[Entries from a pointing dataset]

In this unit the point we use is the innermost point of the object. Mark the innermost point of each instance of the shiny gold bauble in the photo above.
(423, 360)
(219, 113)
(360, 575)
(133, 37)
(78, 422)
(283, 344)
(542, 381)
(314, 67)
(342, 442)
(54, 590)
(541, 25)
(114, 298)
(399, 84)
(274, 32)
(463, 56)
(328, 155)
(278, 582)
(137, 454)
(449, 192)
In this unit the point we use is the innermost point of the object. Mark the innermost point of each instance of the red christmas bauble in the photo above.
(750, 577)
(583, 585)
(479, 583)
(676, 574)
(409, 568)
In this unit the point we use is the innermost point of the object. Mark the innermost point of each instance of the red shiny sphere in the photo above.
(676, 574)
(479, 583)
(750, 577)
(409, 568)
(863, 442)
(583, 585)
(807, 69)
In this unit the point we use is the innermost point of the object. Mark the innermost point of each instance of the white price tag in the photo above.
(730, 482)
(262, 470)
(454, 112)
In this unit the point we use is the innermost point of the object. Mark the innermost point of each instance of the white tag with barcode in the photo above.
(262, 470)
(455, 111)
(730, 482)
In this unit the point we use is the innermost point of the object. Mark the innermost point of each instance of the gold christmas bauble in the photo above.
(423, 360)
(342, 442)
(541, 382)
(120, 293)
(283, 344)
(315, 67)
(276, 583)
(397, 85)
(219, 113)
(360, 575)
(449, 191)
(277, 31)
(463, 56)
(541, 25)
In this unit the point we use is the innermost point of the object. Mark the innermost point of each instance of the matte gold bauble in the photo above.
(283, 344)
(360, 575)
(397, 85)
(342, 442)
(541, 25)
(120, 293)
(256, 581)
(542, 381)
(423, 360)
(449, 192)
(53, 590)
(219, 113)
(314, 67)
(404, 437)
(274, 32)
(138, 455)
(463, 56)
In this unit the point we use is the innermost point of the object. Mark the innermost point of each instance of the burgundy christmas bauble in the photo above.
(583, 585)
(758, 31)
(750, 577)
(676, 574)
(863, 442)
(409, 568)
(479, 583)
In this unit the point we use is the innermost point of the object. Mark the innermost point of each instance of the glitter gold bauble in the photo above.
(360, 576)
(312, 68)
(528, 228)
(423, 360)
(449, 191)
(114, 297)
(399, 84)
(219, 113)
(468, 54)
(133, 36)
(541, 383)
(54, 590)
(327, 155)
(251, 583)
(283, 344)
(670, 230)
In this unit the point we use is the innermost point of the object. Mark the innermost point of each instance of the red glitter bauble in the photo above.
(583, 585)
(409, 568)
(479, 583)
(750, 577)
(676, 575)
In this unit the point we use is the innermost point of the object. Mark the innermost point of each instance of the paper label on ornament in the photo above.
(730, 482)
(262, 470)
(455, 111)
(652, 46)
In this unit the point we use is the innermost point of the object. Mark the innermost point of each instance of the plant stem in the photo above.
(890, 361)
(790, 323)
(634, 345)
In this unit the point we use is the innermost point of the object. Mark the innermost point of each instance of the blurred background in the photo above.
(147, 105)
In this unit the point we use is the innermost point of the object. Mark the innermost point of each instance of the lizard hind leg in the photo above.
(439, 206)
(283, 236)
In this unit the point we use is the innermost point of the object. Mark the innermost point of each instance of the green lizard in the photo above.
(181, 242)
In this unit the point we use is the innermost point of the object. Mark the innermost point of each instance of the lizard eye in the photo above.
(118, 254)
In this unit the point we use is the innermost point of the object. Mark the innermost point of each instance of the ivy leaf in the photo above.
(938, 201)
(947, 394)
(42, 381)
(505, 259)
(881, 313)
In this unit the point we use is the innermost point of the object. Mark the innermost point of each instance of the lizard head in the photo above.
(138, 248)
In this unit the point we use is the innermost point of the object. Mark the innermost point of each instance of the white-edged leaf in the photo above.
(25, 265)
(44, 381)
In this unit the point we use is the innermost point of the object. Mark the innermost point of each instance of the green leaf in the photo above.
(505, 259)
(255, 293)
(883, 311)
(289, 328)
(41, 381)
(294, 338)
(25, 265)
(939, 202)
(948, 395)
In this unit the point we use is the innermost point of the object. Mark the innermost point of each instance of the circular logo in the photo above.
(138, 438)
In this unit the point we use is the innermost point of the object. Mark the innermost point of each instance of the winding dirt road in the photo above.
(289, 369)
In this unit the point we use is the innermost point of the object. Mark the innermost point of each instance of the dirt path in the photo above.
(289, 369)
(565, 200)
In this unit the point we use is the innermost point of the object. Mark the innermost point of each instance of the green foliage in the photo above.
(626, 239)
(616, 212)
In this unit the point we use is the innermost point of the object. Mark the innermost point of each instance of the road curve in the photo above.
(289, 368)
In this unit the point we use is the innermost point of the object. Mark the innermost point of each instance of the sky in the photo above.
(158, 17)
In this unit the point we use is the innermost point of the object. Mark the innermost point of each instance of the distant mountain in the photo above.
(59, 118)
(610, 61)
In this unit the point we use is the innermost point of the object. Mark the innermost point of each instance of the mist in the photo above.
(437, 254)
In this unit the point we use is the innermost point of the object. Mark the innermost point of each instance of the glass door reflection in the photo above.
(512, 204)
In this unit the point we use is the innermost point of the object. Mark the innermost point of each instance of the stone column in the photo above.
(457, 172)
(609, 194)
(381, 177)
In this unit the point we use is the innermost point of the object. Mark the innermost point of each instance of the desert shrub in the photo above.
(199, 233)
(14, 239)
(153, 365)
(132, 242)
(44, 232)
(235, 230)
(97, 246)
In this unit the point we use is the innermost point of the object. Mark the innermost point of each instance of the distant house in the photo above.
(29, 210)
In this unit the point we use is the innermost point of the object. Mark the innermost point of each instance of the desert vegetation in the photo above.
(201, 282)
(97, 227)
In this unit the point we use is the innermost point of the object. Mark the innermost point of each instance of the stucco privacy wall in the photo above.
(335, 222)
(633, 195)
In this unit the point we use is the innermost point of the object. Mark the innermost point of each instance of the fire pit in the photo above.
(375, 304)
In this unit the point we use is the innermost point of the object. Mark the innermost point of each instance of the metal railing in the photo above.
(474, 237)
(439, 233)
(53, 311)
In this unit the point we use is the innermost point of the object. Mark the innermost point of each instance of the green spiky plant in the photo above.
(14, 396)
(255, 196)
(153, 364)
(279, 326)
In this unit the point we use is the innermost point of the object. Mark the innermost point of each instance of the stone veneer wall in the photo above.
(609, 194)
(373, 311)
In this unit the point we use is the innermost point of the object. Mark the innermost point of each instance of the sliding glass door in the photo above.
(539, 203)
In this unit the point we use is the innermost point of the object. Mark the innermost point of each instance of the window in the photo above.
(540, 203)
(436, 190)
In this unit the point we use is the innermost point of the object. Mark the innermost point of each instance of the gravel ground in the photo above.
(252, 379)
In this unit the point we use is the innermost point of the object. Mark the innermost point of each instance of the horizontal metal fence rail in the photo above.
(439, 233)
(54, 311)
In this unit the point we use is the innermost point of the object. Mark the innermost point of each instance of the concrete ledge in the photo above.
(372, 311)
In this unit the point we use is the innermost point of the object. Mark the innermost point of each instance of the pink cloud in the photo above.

## Instructions to follow:
Reproduce the listing above with "innermost point" changed to "center point" everywhere it occurs, leaving the rest untouched.

## Reply:
In this unit the point we use is the center point of the object. Mark the center point of each instance of the shiny gold bauble in the photo above.
(423, 360)
(219, 113)
(360, 575)
(133, 37)
(78, 422)
(283, 344)
(542, 381)
(314, 67)
(342, 442)
(54, 590)
(541, 25)
(114, 298)
(399, 84)
(274, 32)
(463, 56)
(328, 155)
(278, 582)
(137, 454)
(449, 192)
In this unit the point we use is the center point of the object. Mark the center point of each instance of the red christmas bauble in the photo above.
(750, 577)
(583, 585)
(479, 583)
(676, 574)
(409, 568)
In this unit the point we use is the center point of the object. Mark the center point of each instance of the red shiny sphere in the photo above.
(676, 574)
(479, 583)
(750, 577)
(409, 568)
(863, 442)
(583, 585)
(807, 69)
In this unit the point we use is the center point of the object. Mark the center point of each instance of the white price tag in the photo above.
(730, 482)
(262, 470)
(454, 112)
In this unit the point we use is the center point of the object. Mark the center point of each instance of the white tag with barcode in the photo above.
(262, 470)
(455, 111)
(730, 482)
In this unit the point we use is the center point of the object. Mark the center point of each instance of the gold christmas bauble in the photo above.
(423, 360)
(342, 442)
(541, 382)
(120, 293)
(283, 344)
(315, 67)
(276, 583)
(397, 85)
(219, 113)
(360, 575)
(449, 191)
(277, 31)
(463, 56)
(541, 25)
In this unit the point we use is the center point of the object. Mark the center point of each instance of the matte gold bauble in the photo above.
(283, 344)
(360, 575)
(397, 85)
(342, 442)
(541, 25)
(120, 293)
(256, 581)
(542, 381)
(423, 360)
(449, 192)
(53, 590)
(219, 113)
(314, 67)
(404, 437)
(274, 32)
(138, 455)
(463, 56)
In this unit the point we use is the center point of the object. Mark the center point of each instance of the burgundy christmas bauble in the photo above.
(583, 585)
(758, 31)
(750, 577)
(676, 574)
(863, 442)
(409, 568)
(479, 583)
In this unit the point we use is the center point of the object. Mark the center point of each instance of the glitter gold bauble in the photo above.
(360, 576)
(312, 68)
(528, 228)
(423, 360)
(449, 191)
(114, 297)
(399, 84)
(219, 113)
(468, 54)
(133, 36)
(541, 383)
(54, 590)
(327, 155)
(251, 583)
(283, 344)
(670, 230)
In this unit the point we use is the center point of the object. Mark the center point of each instance of the red glitter bauble in the photo above.
(583, 585)
(409, 568)
(479, 583)
(750, 577)
(676, 575)
In this unit the point we use is the center point of the object. Mark the center point of each instance of the paper label on ornament in the photo above.
(730, 482)
(262, 470)
(455, 111)
(652, 46)
In this unit the point we use is the center point of the object. Mark the center point of each instance of the plant stem in the photo above.
(890, 361)
(790, 323)
(634, 345)
In this unit the point we use is the center point of the object. Mark the center point of each instance of the blurred background in the photo above.
(147, 105)
In this unit the point we use is the center point of the object. Mark the center point of each instance of the lizard hind leg in the photo above.
(439, 206)
(283, 236)
In this unit the point we use is the center point of the object. Mark the center point of each instance of the green lizard in the photo above.
(181, 242)
In this unit the point we use is the center point of the object. Mark the center point of each instance of the lizard eye in the photo above.
(118, 254)
In this unit the point we use is the center point of the object. Mark the center point of each instance of the ivy leaf in the photo above.
(938, 201)
(947, 394)
(42, 381)
(505, 259)
(881, 313)
In this unit the point we use is the center point of the object. Mark the center point of each instance of the lizard head in the photo above.
(138, 248)
In this unit the point we use is the center point of the object. Mark the center point of each instance of the white-edged leaf in the photo above.
(25, 265)
(44, 381)
In this unit the point we use is the center point of the object. Mark the center point of each instance of the green leaf in the photo above.
(505, 259)
(255, 293)
(883, 311)
(289, 328)
(41, 381)
(294, 338)
(25, 265)
(939, 202)
(948, 395)
In this unit the point we use is the center point of the object. Mark the center point of each instance of the circular logo in the photo above.
(138, 438)
In this unit the point we use is the center point of the object. Mark the center point of each instance of the winding dirt road in the photo above.
(289, 369)
In this unit the point we use is the center point of the object. Mark the center point of each instance of the dirt path in the photo above.
(289, 369)
(565, 200)
In this unit the point we use is the center point of the object. Mark the center point of each instance of the green foliage in the photo above.
(626, 239)
(616, 212)
In this unit the point we use is the center point of the object. Mark the center point of each instance of the road curve in the photo above.
(289, 368)
In this unit the point we use is the center point of the object. Mark the center point of each instance of the sky in the photo above.
(158, 17)
In this unit the point we use is the center point of the object. Mark the center point of each instance of the distant mountain in the photo above.
(59, 118)
(610, 61)
In this unit the point we use is the center point of the object. Mark the center point of each instance of the mist in the photo above.
(437, 254)
In this unit the point we use is the center point of the object. Mark the center point of each instance of the glass door reflection in the photo above.
(512, 204)
In this unit the point we use is the center point of the object. Mark the center point of each instance of the stone column in the photo above.
(457, 172)
(609, 194)
(381, 177)
In this unit the point we use is the center point of the object. Mark the center point of each instance of the desert shrub in the photo above.
(199, 233)
(14, 239)
(153, 365)
(132, 242)
(44, 232)
(235, 230)
(97, 246)
In this unit the point we use is the center point of the object. Mark the center point of each instance of the distant house in the photo above.
(29, 210)
In this unit the point we use is the center point of the object. Mark the center point of each instance of the desert vegetation in the photo above.
(201, 282)
(97, 227)
In this unit the point we use is the center point of the object. Mark the center point of each instance of the stucco privacy wall in the photo above.
(335, 222)
(633, 195)
In this unit the point we use is the center point of the object. Mark the center point of each instance of the fire pit in the photo above.
(375, 304)
In this unit the point we use is the center point of the object. Mark the center point of each instance of the metal railing in the photo above.
(474, 237)
(439, 233)
(53, 311)
In this unit the point we use is the center point of the object. Mark the center point of each instance of the green spiky plant in the photo above.
(14, 396)
(255, 196)
(153, 364)
(279, 326)
In this unit the point we use is the center point of the object. Mark the center point of each instance of the stone veneer wall in the photo above.
(609, 194)
(373, 311)
In this unit the point we use is the center point of the object. Mark the center point of each instance of the sliding glass door in the photo above.
(539, 203)
In this unit the point we use is the center point of the object. Mark the center point of each instance of the window in the photo above.
(540, 203)
(436, 190)
In this unit the point we use is the center point of the object. Mark the center point of each instance of the gravel ground in the photo above.
(252, 379)
In this unit the point we use is the center point of the object. Mark the center point of each instance of the horizontal metal fence rail in the photo above.
(439, 233)
(54, 311)
In this unit the point we use is the center point of the object. Mark the center point of each instance of the concrete ledge in the photo above.
(372, 311)
In this unit the point we use is the center point of the object. Mark the center point of each instance of the pink cloud in the photo above.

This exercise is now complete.